------ Exercise data ------

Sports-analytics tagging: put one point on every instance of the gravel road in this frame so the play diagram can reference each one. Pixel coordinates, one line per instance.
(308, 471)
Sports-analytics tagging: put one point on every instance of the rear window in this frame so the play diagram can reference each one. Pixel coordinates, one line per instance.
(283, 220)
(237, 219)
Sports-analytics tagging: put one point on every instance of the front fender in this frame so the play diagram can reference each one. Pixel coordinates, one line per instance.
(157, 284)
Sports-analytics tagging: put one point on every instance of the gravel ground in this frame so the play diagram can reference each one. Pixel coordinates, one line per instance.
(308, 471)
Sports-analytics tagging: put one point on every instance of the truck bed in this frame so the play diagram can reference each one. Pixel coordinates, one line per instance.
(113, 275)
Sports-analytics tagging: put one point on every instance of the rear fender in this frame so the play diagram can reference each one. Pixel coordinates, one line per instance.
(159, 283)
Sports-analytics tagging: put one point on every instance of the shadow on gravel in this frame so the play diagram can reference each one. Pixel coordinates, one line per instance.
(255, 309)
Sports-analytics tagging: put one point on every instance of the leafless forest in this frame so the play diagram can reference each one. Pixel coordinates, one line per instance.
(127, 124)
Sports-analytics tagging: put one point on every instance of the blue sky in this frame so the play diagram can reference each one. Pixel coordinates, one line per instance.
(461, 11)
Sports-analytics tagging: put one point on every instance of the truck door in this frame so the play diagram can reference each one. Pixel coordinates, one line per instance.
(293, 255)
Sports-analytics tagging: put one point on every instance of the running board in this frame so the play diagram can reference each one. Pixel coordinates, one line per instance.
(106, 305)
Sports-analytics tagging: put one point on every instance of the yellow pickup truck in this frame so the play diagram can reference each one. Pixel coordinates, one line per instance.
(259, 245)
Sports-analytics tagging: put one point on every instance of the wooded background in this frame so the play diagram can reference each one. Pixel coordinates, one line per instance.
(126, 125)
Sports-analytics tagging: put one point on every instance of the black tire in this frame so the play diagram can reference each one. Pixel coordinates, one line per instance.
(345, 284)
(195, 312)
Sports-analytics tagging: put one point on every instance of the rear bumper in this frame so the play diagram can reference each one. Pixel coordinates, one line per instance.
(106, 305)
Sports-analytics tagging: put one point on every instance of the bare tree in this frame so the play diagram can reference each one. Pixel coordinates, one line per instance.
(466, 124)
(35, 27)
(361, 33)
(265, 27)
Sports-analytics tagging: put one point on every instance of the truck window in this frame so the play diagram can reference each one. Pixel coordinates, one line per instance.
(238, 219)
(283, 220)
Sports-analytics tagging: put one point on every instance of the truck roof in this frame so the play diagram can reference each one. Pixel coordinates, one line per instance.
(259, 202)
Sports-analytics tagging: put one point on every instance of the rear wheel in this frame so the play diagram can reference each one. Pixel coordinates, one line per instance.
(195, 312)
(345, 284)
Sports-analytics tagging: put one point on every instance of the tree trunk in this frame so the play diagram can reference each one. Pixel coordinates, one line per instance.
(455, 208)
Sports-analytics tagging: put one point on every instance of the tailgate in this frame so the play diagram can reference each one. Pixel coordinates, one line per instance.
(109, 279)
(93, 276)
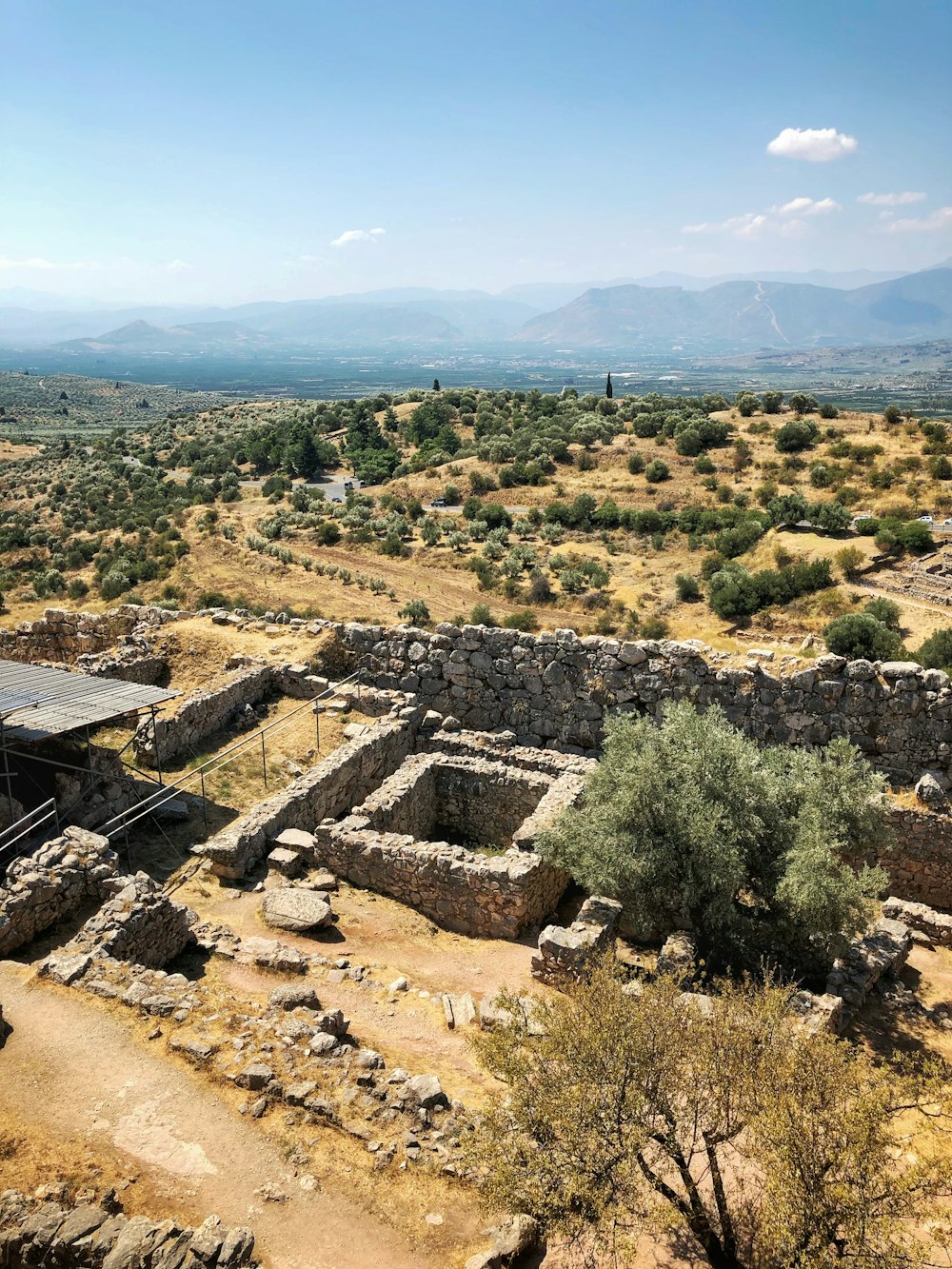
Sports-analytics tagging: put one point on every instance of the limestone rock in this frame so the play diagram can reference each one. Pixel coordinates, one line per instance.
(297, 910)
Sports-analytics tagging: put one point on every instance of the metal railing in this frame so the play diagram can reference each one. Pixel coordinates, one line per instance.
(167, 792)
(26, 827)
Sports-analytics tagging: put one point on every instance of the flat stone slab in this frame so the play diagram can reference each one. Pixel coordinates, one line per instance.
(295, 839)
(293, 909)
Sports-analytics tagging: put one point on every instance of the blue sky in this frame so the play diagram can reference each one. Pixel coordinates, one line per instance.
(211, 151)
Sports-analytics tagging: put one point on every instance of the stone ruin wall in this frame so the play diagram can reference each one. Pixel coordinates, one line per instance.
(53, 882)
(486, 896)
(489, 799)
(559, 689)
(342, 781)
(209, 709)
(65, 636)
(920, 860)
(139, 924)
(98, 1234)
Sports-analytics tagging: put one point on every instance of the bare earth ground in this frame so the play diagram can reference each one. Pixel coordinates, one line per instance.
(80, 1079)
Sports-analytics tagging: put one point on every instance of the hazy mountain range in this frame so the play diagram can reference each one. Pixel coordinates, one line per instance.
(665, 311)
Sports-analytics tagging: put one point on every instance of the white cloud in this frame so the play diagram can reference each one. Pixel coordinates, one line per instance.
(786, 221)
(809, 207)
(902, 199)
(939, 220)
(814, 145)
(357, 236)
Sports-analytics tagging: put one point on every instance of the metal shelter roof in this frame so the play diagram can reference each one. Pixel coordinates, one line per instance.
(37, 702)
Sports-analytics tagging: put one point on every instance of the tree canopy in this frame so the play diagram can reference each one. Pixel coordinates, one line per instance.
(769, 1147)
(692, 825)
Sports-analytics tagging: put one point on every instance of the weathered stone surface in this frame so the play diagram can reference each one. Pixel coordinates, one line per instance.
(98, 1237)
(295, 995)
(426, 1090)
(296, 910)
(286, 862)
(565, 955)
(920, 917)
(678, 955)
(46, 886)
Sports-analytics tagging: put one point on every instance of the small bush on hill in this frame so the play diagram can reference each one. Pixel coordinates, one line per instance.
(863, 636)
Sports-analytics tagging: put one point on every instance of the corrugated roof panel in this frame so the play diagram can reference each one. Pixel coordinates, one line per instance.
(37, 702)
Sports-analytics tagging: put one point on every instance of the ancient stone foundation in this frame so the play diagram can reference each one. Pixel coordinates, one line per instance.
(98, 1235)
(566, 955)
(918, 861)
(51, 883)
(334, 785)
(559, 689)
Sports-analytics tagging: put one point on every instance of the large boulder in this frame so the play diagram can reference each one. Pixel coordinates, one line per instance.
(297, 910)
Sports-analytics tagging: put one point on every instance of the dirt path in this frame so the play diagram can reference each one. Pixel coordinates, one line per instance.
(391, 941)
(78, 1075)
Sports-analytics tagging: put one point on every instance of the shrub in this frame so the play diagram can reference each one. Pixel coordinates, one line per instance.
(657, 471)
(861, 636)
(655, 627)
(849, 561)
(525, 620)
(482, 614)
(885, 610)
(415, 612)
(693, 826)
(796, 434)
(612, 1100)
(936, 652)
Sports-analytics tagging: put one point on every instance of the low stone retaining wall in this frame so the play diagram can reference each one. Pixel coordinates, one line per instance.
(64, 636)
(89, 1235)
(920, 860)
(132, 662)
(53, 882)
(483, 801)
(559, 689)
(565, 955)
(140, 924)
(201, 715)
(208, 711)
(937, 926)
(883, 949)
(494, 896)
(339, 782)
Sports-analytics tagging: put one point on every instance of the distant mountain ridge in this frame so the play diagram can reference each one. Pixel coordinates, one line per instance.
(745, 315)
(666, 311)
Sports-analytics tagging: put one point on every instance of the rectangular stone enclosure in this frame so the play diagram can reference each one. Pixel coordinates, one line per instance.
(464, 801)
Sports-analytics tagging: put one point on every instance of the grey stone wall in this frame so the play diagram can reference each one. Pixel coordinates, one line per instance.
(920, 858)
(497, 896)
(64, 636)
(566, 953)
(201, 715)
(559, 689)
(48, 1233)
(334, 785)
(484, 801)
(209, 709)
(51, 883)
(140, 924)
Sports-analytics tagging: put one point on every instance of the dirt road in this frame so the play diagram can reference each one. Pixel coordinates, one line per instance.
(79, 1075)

------
------ Exercise data ------

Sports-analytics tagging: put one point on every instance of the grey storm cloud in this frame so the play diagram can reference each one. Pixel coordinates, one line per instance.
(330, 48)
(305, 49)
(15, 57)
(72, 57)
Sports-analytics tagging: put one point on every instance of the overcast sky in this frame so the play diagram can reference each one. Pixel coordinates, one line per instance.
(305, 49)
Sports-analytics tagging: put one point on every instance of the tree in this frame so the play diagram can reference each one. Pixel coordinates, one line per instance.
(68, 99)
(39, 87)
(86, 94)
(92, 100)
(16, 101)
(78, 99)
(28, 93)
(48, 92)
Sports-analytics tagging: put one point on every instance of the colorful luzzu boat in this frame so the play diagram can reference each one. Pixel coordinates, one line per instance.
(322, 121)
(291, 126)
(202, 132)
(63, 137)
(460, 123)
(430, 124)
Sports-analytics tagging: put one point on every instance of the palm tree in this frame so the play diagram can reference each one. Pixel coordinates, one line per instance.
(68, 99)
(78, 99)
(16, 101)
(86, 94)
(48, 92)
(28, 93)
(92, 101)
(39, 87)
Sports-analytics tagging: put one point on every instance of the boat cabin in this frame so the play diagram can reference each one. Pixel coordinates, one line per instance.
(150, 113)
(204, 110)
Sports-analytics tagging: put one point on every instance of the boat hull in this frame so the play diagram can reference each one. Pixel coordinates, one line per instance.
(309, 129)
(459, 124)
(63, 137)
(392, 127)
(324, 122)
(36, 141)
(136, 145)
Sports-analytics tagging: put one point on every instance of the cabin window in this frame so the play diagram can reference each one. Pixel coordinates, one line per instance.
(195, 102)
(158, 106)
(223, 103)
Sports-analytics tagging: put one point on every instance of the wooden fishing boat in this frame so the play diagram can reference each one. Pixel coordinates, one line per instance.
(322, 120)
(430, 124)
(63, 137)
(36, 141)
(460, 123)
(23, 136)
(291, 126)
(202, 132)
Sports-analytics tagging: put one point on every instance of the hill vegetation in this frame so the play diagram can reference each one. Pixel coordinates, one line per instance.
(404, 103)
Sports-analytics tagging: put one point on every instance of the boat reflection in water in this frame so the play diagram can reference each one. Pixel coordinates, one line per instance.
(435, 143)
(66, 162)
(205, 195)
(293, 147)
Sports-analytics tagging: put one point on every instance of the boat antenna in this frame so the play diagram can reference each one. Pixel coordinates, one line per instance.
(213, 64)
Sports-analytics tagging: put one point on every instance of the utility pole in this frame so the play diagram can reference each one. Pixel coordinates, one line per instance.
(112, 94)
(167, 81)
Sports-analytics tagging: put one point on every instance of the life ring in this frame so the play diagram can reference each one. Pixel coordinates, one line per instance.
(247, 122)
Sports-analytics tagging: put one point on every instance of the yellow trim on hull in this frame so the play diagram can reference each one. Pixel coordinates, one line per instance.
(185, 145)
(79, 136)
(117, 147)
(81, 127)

------
------ Exercise data ------

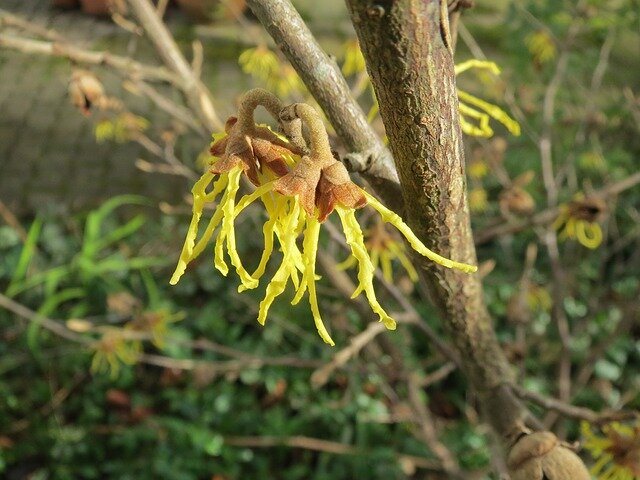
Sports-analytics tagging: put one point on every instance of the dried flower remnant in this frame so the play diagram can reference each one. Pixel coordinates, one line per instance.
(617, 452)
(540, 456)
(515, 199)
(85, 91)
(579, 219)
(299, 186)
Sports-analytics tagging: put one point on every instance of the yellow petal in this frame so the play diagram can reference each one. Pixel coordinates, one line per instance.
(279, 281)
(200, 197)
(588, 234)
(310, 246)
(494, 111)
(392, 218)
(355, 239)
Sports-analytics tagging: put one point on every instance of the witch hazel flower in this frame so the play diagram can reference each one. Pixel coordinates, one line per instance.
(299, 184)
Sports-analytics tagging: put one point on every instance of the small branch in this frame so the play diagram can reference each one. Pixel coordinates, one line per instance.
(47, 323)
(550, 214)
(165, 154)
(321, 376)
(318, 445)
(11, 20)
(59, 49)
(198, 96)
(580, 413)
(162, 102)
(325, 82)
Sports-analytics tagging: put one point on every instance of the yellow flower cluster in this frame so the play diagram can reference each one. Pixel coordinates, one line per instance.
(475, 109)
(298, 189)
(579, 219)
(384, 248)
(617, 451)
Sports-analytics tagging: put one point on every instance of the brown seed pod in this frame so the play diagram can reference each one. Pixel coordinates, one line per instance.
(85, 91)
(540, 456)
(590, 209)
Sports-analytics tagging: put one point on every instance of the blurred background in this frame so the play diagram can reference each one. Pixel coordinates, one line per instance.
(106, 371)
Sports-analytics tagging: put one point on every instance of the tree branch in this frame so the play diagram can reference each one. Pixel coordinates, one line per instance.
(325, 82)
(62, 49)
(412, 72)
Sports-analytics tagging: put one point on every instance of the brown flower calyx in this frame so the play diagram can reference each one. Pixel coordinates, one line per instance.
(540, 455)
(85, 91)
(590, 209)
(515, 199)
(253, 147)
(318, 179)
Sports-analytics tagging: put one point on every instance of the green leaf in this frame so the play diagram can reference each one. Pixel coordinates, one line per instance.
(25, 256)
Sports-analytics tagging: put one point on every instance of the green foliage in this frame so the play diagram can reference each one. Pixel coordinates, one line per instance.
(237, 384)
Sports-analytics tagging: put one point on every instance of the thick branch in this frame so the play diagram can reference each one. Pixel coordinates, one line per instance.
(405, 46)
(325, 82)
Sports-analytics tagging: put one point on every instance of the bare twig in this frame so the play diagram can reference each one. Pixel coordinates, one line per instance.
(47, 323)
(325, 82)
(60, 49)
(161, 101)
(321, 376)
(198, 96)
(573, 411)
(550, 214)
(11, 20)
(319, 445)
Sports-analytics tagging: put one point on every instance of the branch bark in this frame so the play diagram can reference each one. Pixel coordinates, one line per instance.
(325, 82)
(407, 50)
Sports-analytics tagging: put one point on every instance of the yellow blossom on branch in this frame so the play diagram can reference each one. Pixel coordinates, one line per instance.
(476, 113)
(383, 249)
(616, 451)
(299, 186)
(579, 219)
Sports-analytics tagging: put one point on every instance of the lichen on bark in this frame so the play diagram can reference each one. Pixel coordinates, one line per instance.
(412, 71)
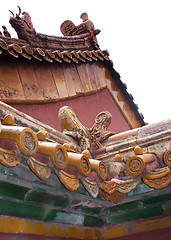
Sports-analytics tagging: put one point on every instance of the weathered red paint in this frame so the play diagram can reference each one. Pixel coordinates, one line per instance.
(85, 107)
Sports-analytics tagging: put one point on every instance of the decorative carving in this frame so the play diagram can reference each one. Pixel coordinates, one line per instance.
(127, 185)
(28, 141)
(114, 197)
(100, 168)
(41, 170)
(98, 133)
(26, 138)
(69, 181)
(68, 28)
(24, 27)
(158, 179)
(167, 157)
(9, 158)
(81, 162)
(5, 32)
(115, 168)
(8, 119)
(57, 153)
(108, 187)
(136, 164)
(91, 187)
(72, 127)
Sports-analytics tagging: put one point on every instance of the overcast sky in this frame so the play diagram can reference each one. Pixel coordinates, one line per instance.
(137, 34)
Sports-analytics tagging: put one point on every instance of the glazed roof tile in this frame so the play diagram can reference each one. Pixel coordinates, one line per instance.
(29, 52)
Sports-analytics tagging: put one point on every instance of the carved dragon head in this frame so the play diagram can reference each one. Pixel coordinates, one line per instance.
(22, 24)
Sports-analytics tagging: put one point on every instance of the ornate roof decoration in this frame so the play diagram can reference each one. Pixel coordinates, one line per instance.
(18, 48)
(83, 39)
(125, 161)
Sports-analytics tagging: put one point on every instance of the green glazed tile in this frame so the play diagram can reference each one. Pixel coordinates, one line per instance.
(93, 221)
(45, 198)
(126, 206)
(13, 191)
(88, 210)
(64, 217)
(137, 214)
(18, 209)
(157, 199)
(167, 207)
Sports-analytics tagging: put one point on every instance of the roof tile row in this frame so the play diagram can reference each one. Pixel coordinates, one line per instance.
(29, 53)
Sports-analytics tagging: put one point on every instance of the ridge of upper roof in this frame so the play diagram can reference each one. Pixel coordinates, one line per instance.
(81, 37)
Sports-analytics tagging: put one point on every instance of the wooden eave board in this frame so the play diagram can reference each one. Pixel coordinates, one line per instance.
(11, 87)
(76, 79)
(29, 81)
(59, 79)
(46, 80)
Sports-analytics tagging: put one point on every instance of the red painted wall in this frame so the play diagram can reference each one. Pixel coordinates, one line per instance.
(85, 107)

------

Show in full each line of the material above that contains the word "small".

Result of this task:
Sports-analytics tagging: put one point on every instance of the small bush on hill in this frame so the play diagram can reference each one. Pixel coordinates, one line per instance.
Sports-analytics tagging: put one point on every instance of the small branch in this frame so the play diagram can reference each one. Pixel coordinates, one line per instance.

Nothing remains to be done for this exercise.